Write out every line of the entries below again, including the labeling directives, and shift each bounding-box coordinate in the answers up by 113. Leave the pictures out.

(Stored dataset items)

## BEGIN

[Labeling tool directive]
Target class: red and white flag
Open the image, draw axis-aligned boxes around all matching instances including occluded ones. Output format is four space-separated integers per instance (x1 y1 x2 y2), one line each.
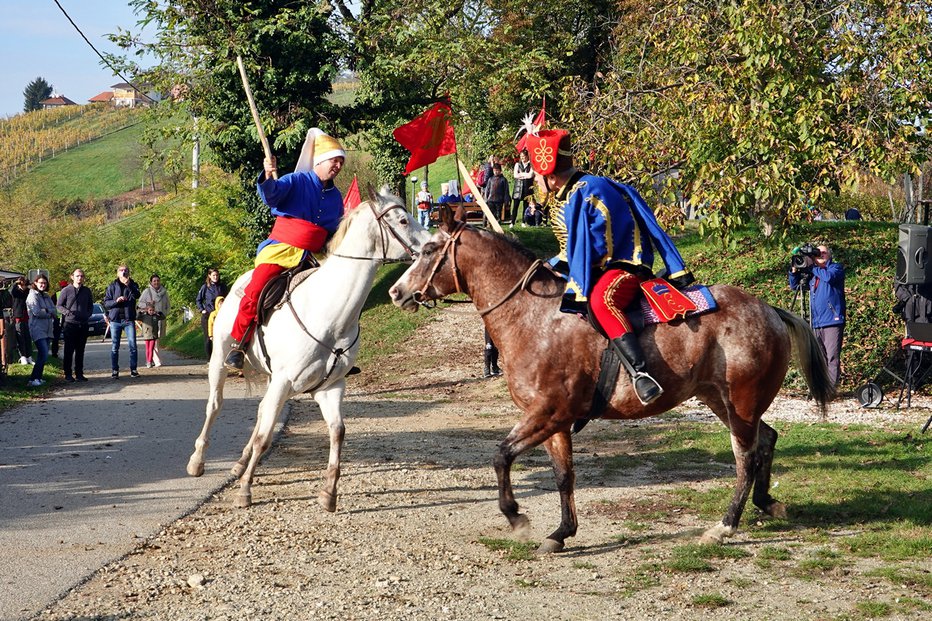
392 102 456 175
343 175 362 213
515 97 547 153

## END

FULL ANSWER -
[Labeling tool directive]
Target class: red and white flag
Open the image, draw axis-aligned boxes around all matching instances including occluded ones. Output format is four space-separated integers per instance (x1 y1 x2 y2), one line each.
505 215 569 288
456 288 475 326
628 210 660 266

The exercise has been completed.